Instructions to follow: Locate each line in the records below that contains the word "gloved" and copy those lines in full.

Supplied material:
┌──
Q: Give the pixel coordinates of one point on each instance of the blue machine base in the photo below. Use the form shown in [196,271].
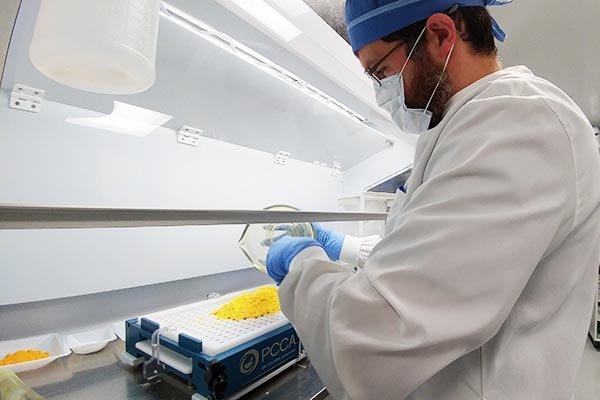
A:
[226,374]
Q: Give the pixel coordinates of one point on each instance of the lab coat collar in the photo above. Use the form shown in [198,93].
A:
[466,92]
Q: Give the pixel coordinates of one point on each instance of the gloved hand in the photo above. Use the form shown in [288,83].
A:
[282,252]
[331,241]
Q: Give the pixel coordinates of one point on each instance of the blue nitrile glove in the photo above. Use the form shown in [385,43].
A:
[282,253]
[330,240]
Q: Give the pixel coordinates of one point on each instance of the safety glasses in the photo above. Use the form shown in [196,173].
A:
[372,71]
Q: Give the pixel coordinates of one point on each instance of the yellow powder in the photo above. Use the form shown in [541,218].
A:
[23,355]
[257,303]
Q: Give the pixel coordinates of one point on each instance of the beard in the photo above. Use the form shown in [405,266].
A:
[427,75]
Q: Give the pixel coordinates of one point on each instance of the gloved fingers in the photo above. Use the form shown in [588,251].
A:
└──
┌──
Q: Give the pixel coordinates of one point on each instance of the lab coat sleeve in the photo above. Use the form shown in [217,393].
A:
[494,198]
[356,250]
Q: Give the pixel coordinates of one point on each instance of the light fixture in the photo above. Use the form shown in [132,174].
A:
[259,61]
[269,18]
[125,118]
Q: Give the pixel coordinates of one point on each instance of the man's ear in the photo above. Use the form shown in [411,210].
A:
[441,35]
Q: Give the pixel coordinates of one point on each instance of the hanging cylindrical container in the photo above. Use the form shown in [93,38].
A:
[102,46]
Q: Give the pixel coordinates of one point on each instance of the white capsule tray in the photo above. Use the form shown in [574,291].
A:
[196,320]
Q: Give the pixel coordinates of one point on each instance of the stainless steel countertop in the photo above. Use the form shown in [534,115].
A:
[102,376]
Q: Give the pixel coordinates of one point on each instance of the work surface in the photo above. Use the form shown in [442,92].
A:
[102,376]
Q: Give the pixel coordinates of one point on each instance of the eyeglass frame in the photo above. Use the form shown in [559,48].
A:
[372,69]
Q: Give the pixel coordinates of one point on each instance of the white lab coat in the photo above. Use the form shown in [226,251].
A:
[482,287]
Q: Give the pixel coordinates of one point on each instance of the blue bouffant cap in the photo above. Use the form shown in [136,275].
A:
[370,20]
└──
Answer to the task:
Q: Give the pixel coordinates of one point on each instance of the gloved hand in the photo above. Use the form shown in [288,83].
Q: Give the pixel coordinates of one point on each instance of the gloved fingers in the photo above. Use the form shown in [588,251].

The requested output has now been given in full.